### Input

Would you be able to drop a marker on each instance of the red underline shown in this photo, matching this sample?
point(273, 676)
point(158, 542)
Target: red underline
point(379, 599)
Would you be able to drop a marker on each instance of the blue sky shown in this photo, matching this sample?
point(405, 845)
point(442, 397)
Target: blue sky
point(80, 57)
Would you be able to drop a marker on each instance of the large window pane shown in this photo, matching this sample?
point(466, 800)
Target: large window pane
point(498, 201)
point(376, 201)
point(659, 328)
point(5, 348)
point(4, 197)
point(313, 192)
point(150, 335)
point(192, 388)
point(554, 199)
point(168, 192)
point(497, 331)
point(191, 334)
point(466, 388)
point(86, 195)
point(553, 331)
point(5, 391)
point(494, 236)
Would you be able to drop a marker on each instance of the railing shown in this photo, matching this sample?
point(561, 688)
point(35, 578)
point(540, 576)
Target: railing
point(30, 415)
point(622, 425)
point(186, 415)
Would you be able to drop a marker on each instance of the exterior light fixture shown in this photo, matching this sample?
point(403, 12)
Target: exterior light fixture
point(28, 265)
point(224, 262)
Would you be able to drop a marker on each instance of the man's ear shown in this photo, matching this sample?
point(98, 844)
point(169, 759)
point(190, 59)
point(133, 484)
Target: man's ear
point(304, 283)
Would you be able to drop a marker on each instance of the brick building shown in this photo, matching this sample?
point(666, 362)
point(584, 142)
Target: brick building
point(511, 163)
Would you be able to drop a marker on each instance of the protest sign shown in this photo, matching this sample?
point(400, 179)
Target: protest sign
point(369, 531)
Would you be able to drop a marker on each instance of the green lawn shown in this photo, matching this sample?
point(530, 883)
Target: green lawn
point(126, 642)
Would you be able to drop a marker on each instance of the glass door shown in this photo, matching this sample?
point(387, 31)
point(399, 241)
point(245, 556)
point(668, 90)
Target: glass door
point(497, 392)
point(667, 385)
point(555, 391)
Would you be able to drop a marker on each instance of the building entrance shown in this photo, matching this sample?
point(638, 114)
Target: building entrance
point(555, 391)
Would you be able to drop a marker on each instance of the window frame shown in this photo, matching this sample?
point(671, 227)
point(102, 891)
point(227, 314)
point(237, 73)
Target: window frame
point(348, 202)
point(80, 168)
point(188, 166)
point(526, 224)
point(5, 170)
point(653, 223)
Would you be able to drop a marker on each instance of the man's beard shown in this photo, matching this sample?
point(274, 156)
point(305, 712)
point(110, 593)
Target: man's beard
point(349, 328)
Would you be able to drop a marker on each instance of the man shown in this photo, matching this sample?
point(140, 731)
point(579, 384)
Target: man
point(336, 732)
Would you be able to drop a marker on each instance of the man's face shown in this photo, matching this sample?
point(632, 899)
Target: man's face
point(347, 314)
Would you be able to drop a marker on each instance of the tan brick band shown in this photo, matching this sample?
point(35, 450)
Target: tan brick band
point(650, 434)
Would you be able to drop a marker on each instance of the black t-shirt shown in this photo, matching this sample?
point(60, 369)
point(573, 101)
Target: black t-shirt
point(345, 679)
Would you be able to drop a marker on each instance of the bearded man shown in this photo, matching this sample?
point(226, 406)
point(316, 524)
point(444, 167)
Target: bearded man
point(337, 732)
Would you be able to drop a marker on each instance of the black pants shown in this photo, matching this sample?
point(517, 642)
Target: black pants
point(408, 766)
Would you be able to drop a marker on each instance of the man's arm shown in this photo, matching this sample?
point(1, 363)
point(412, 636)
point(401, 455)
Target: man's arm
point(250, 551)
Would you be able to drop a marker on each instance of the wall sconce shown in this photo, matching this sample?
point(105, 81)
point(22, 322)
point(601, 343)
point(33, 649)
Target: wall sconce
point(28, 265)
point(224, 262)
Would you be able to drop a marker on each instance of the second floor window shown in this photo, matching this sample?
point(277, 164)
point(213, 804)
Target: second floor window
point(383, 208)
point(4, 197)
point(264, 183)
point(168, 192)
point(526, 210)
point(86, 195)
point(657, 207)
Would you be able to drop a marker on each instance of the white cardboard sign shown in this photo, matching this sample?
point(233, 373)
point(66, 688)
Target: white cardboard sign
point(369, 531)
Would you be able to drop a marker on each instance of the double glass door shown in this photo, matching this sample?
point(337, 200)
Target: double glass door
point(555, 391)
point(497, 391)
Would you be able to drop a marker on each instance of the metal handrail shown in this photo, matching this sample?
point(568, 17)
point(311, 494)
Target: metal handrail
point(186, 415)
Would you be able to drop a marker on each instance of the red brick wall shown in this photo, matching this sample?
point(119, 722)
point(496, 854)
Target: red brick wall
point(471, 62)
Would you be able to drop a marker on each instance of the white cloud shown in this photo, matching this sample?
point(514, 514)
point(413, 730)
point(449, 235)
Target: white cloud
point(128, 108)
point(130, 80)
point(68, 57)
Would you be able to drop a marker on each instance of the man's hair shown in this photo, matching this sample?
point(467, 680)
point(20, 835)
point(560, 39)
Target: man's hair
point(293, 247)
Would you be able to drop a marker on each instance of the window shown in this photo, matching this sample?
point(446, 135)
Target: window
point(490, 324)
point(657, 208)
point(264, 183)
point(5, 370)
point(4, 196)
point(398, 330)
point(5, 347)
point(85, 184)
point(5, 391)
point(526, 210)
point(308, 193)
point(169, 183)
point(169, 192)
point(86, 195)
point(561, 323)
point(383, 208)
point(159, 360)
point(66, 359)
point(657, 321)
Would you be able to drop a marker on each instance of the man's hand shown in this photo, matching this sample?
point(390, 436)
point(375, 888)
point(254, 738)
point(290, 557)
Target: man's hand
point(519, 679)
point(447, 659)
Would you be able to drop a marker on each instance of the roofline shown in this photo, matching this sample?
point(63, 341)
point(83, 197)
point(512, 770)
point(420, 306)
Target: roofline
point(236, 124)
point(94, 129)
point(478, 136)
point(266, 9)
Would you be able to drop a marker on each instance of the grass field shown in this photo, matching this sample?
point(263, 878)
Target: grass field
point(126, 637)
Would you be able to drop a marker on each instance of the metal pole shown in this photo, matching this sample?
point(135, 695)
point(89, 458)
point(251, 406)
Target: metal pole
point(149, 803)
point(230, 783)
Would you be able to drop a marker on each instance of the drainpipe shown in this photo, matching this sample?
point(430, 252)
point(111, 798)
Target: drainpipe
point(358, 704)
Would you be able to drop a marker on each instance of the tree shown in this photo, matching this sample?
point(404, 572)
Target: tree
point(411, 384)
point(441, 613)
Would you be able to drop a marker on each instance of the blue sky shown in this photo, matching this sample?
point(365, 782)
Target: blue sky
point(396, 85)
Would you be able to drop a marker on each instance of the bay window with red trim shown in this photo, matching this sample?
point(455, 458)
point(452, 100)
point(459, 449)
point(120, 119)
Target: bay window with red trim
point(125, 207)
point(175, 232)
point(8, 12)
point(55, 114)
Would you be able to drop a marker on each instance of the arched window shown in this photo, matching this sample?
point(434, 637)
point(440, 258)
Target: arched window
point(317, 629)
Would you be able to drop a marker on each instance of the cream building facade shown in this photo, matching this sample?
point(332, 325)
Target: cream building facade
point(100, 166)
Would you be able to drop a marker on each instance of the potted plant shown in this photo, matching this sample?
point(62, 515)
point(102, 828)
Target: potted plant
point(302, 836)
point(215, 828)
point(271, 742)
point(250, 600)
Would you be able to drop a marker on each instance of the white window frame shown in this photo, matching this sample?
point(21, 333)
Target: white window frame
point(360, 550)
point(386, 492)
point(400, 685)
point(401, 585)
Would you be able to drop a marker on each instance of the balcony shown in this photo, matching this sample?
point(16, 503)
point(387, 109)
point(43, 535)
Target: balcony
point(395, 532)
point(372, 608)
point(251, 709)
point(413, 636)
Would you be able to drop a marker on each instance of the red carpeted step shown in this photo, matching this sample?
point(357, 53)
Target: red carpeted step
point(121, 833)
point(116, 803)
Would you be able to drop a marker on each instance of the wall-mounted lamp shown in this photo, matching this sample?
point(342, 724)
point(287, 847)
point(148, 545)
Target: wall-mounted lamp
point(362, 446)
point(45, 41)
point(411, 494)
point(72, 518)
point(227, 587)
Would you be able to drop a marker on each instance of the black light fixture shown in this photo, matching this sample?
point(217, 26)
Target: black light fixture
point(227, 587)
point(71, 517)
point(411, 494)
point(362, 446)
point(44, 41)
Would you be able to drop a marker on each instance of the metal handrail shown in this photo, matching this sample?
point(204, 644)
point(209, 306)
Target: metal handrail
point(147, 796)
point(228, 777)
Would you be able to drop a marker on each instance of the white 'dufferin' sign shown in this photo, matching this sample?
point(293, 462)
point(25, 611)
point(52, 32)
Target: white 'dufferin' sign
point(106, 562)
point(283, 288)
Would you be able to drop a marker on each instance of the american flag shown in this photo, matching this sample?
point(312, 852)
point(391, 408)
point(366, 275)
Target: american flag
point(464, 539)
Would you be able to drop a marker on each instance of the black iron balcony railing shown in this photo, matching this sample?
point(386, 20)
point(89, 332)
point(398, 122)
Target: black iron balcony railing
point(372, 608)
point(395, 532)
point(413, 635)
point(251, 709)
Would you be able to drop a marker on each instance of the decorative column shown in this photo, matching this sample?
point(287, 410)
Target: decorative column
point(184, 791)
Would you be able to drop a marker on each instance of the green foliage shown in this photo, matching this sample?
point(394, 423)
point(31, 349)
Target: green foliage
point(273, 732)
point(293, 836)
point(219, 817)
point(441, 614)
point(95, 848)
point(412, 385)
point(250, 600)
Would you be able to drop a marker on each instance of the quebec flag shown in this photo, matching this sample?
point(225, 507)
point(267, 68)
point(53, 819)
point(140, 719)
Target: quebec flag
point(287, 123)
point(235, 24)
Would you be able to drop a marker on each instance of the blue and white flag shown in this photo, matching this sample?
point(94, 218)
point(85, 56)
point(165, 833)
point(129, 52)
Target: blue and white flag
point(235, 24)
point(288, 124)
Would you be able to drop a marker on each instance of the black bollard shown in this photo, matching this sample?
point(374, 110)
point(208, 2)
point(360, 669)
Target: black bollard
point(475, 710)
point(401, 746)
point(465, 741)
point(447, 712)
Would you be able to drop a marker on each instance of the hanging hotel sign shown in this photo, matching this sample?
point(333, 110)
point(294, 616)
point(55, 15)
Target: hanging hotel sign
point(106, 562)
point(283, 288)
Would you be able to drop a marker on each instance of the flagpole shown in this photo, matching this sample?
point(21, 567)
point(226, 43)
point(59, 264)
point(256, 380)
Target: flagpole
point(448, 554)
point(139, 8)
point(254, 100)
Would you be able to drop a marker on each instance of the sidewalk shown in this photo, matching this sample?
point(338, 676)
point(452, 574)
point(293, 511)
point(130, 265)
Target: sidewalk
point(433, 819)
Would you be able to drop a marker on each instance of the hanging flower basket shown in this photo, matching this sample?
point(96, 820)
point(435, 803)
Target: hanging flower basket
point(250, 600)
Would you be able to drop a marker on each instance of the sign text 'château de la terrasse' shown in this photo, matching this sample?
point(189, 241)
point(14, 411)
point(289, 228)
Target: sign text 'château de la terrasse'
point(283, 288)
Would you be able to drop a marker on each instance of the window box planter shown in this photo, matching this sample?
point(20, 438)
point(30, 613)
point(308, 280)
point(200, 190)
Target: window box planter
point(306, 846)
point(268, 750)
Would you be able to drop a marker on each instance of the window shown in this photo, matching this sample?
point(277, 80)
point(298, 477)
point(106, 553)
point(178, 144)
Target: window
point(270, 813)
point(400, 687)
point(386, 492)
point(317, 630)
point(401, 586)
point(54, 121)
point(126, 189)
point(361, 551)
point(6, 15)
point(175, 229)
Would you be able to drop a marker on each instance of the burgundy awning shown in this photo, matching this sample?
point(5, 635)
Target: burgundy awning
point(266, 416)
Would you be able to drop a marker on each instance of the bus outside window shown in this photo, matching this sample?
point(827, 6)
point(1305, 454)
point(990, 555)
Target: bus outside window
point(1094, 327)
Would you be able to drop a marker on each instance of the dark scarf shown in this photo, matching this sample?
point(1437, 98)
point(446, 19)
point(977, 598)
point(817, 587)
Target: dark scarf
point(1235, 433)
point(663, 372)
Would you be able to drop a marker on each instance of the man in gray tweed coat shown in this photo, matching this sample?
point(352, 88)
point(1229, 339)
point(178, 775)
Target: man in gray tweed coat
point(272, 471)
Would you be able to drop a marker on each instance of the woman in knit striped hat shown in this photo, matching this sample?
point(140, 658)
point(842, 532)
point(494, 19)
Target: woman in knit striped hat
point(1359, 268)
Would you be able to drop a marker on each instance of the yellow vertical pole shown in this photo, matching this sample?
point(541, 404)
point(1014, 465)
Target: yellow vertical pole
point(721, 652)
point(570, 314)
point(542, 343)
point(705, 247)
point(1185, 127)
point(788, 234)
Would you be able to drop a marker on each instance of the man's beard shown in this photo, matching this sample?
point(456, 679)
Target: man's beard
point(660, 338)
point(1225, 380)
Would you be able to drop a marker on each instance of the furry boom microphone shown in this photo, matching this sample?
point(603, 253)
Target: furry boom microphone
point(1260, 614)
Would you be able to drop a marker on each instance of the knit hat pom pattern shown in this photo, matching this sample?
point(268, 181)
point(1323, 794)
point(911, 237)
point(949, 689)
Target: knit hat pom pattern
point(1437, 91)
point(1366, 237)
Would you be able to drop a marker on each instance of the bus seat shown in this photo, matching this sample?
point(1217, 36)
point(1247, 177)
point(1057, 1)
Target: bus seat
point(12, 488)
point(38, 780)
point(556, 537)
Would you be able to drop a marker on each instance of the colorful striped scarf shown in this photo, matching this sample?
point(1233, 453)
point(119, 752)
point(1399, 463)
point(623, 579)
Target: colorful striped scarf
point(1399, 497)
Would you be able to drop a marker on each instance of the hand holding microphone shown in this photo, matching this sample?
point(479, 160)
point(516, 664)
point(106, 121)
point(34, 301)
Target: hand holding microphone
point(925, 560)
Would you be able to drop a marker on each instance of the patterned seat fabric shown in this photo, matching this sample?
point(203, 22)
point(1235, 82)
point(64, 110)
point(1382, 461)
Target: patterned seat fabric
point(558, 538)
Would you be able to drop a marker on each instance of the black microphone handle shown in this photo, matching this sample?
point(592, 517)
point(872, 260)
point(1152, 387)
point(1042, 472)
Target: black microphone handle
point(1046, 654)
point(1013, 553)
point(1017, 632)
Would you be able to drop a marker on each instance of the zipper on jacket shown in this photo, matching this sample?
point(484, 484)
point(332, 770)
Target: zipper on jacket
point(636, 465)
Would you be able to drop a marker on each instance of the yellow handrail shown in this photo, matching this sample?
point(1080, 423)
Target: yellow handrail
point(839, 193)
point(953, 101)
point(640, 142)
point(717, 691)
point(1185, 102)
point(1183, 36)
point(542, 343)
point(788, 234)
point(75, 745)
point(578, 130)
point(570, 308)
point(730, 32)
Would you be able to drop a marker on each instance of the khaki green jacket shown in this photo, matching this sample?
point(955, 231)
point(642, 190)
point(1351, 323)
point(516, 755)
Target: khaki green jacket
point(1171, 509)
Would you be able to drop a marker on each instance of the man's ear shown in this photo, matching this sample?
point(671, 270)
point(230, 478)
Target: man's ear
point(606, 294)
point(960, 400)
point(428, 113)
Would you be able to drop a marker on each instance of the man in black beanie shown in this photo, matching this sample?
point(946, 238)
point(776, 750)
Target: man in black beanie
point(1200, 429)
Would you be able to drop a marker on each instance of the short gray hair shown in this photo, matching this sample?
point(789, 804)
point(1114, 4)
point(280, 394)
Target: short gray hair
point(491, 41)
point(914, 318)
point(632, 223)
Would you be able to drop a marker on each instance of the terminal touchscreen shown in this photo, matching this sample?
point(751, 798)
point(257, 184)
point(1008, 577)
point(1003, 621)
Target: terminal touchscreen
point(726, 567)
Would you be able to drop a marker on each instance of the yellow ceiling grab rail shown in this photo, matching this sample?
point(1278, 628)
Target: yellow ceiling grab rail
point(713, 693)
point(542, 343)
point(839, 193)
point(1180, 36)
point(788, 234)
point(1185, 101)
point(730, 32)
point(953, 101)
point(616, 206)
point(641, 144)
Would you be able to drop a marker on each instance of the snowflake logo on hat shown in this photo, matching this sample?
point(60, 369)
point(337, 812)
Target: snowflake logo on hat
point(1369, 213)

### Problem to solve
Print the rows above again, unchanged, from the line containing "of the colorful" through the line containing "point(1017, 632)". Include both of those lines.

### Finished task
Would you be able to drop a marker on each instance of the colorful striped scarf shown in this photo, matching this sample?
point(1233, 453)
point(119, 752)
point(1399, 463)
point(623, 579)
Target: colorful striped scarf
point(1399, 497)
Would you be able to drop a marker on each instance of the hand holding microphone shown in this photo, matching this sample?
point(479, 160)
point(516, 664)
point(106, 121)
point(34, 301)
Target: hand holding microphone
point(925, 560)
Would you be able to drop a marker on each instance of the patterned seat fabric shown in this photo, matching this sample?
point(203, 22)
point(1235, 82)
point(64, 110)
point(1382, 461)
Target: patterned seat fabric
point(558, 538)
Would you be able to drop a marker on each instance of the black microphone handle shown in this photo, matching this sample?
point(592, 517)
point(872, 260)
point(1152, 387)
point(1042, 472)
Target: black microphone handle
point(1046, 654)
point(1013, 553)
point(1017, 632)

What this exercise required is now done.